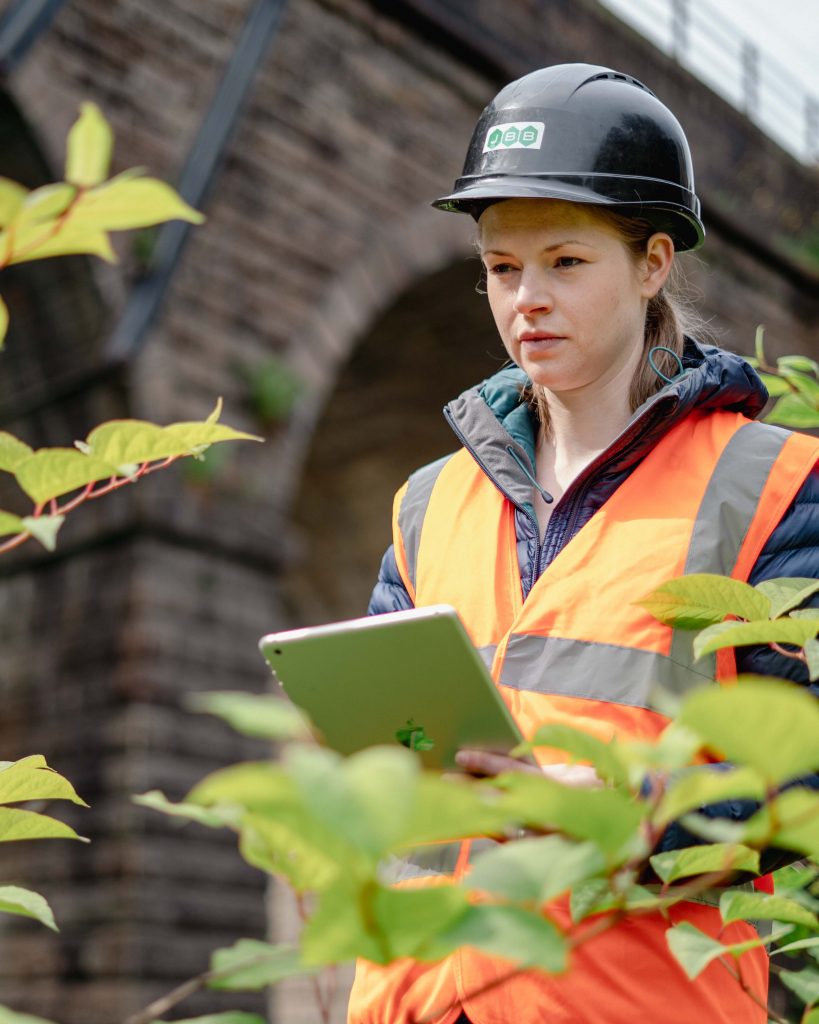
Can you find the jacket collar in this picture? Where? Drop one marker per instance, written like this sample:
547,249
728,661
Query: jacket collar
500,428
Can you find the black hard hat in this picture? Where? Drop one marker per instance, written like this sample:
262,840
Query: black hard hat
587,134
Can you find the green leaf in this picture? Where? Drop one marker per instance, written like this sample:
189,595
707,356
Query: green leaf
790,947
582,747
700,785
362,799
10,524
805,983
12,1017
12,196
700,599
44,528
12,452
378,923
261,716
252,965
806,384
800,363
220,816
294,846
766,724
527,939
759,344
31,778
53,472
126,203
15,825
126,441
736,905
787,593
788,630
704,860
811,650
608,817
598,895
229,1017
775,385
88,150
533,870
793,411
27,904
694,949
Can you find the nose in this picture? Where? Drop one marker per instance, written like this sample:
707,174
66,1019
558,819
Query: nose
533,294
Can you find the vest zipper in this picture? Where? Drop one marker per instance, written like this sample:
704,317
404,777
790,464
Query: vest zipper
530,516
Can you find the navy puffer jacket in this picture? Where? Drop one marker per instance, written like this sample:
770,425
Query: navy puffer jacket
713,379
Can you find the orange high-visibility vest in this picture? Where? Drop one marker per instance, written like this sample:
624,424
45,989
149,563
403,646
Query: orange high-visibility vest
578,650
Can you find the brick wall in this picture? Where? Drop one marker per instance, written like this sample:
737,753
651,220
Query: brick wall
319,249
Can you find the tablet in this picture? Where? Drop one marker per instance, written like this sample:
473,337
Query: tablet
411,677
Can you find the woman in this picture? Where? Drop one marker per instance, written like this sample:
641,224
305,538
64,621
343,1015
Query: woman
615,455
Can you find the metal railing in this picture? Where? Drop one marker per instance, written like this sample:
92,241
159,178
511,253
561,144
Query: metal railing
699,36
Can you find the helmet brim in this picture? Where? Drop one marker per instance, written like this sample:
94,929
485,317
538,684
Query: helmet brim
685,227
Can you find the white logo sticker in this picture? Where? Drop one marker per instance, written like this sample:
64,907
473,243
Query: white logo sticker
518,135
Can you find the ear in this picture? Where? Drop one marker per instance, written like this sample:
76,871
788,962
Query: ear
657,264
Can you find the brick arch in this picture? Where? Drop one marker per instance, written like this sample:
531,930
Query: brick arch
406,348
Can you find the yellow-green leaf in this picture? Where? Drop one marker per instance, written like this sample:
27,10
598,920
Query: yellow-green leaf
12,452
27,904
694,949
737,905
121,441
12,1017
3,322
88,150
127,203
703,785
31,778
53,472
43,205
44,528
12,196
44,241
787,593
794,631
262,716
701,599
15,825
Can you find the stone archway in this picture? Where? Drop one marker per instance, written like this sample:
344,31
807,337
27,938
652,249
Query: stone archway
382,421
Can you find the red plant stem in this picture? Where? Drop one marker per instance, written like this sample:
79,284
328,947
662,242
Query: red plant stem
736,974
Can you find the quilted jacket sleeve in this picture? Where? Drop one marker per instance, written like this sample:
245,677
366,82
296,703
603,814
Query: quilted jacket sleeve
792,550
389,593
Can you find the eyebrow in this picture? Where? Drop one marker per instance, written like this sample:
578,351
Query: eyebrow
547,249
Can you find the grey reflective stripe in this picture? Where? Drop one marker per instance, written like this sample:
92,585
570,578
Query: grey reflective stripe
414,509
487,654
425,861
726,513
596,671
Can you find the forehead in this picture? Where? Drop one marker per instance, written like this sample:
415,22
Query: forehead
542,216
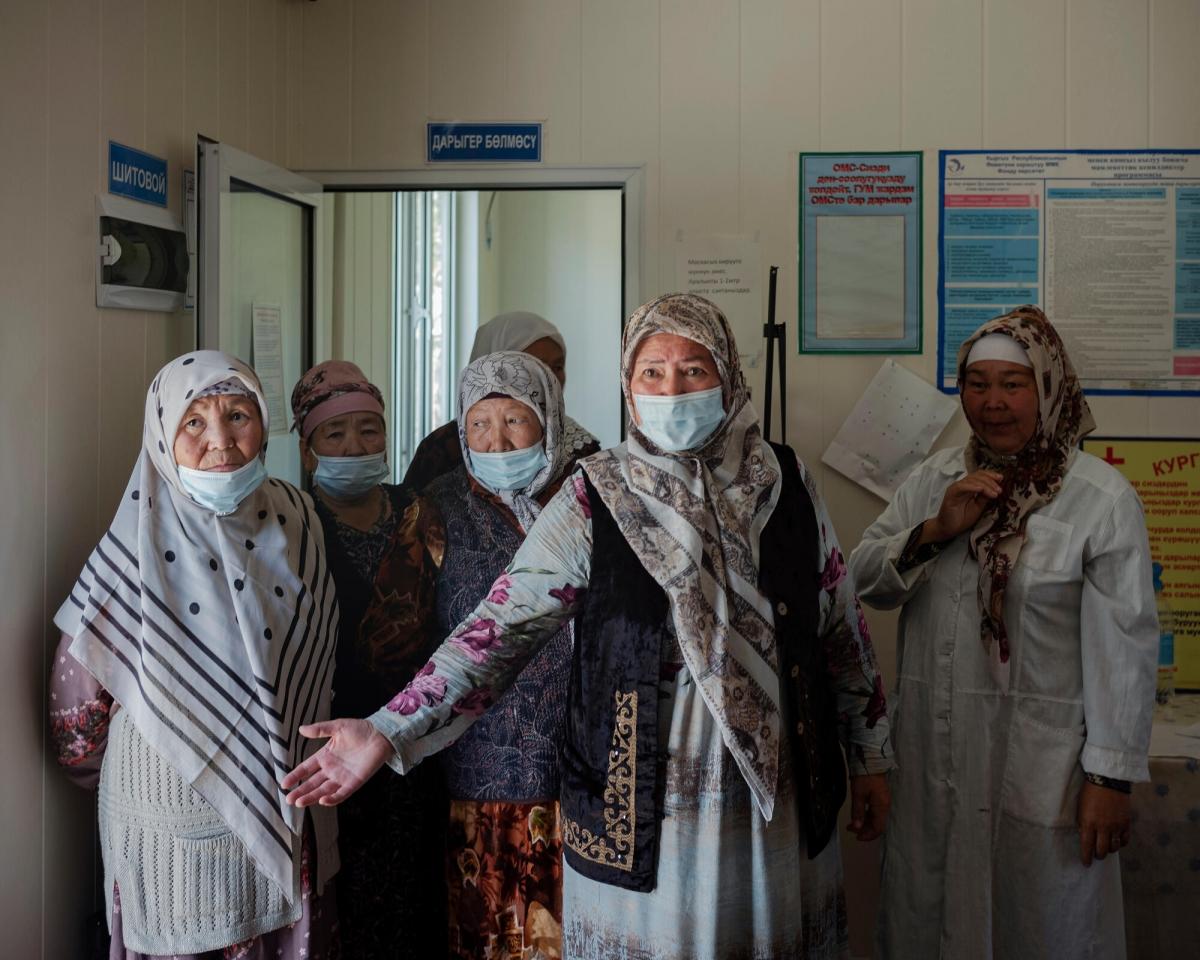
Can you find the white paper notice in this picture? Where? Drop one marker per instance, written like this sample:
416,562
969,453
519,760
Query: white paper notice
268,360
727,270
891,430
861,277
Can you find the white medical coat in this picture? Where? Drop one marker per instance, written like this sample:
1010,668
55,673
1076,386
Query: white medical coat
981,856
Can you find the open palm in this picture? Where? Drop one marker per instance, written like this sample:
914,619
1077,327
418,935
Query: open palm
353,755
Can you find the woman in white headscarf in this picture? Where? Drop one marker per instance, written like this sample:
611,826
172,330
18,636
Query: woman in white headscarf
521,331
1027,649
196,641
720,666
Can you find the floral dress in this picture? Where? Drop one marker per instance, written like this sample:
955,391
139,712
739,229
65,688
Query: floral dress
81,711
730,883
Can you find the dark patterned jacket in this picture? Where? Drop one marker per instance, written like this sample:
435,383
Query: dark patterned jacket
613,768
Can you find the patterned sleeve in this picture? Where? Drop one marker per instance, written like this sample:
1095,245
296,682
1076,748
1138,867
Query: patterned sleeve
483,657
397,631
79,714
850,655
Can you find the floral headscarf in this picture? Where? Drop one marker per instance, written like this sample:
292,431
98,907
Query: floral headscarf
1032,477
694,520
527,379
331,389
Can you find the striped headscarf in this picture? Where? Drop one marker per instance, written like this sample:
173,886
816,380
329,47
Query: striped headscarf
1032,477
215,633
694,520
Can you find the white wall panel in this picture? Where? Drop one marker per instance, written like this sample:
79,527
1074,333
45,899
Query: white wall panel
234,81
941,67
859,75
468,63
619,102
261,77
23,126
1025,78
1107,73
202,58
543,71
388,58
780,109
1174,72
77,73
324,91
121,331
700,114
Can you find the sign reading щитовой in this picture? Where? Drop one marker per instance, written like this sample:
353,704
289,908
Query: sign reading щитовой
131,173
483,143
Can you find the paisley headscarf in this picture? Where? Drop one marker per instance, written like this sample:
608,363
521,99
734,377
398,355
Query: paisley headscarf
215,633
531,382
1032,477
694,519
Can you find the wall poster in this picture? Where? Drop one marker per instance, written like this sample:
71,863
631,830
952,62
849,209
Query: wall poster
861,252
1167,475
1107,243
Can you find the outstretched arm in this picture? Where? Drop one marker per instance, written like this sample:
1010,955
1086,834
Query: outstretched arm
471,670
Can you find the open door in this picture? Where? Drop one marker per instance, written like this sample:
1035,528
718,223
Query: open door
258,265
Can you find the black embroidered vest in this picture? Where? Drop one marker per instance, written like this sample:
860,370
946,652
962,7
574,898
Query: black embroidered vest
612,769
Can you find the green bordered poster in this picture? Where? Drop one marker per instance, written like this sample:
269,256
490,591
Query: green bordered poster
1167,475
861,258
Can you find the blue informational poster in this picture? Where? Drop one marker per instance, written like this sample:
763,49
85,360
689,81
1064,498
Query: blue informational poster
135,174
861,252
1105,241
483,143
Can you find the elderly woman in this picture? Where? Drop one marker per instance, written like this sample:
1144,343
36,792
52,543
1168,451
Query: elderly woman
1027,646
504,857
197,639
384,549
522,331
719,654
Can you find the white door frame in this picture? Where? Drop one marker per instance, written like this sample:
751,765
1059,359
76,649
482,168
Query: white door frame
627,178
216,165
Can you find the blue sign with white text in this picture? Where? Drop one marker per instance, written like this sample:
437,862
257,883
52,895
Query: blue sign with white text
135,174
483,143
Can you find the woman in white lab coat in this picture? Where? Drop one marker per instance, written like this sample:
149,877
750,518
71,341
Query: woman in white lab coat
1026,661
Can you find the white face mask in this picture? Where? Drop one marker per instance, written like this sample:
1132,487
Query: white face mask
682,421
347,478
510,469
222,491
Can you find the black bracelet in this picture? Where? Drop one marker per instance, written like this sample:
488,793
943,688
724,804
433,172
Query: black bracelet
915,556
1120,786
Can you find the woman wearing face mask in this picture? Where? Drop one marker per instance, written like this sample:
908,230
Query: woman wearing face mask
520,330
720,665
181,678
504,851
384,550
1027,651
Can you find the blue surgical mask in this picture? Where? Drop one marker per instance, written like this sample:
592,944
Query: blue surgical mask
513,469
348,478
683,421
221,492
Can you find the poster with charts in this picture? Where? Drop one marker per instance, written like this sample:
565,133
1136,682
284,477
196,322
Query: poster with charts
1107,243
1167,475
889,431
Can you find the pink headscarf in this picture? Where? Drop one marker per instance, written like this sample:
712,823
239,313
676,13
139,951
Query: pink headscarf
333,389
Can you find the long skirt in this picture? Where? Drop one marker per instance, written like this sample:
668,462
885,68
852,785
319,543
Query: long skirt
730,886
504,873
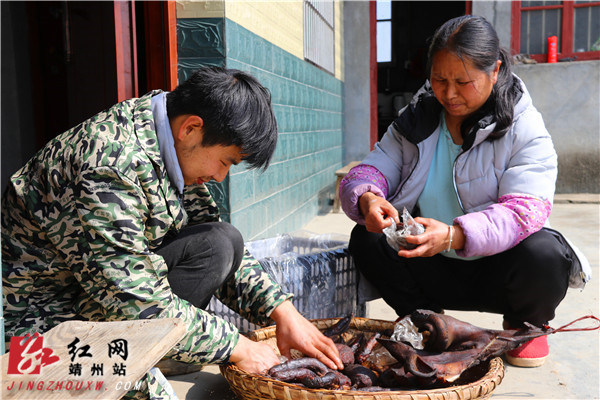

• WORK TO COMPLETE:
In the reply, give again exactly the lines from the beginning of the entries above through the line with "Can you find the green leaf"; pictures stay out.

• TASK SOLUTION:
Can you find the jacket collar in this picture? Where? Drop one marker per instance, written like this sample:
547,249
728,661
Query: jacket collar
500,428
Can you find the black hard hat in this picture? Where? Drop one marker per instance, written like this sample:
262,840
Query: black hard hat
587,134
Can you find the green leaf in this picture? Where? Drop one marker per instance, written like this sample:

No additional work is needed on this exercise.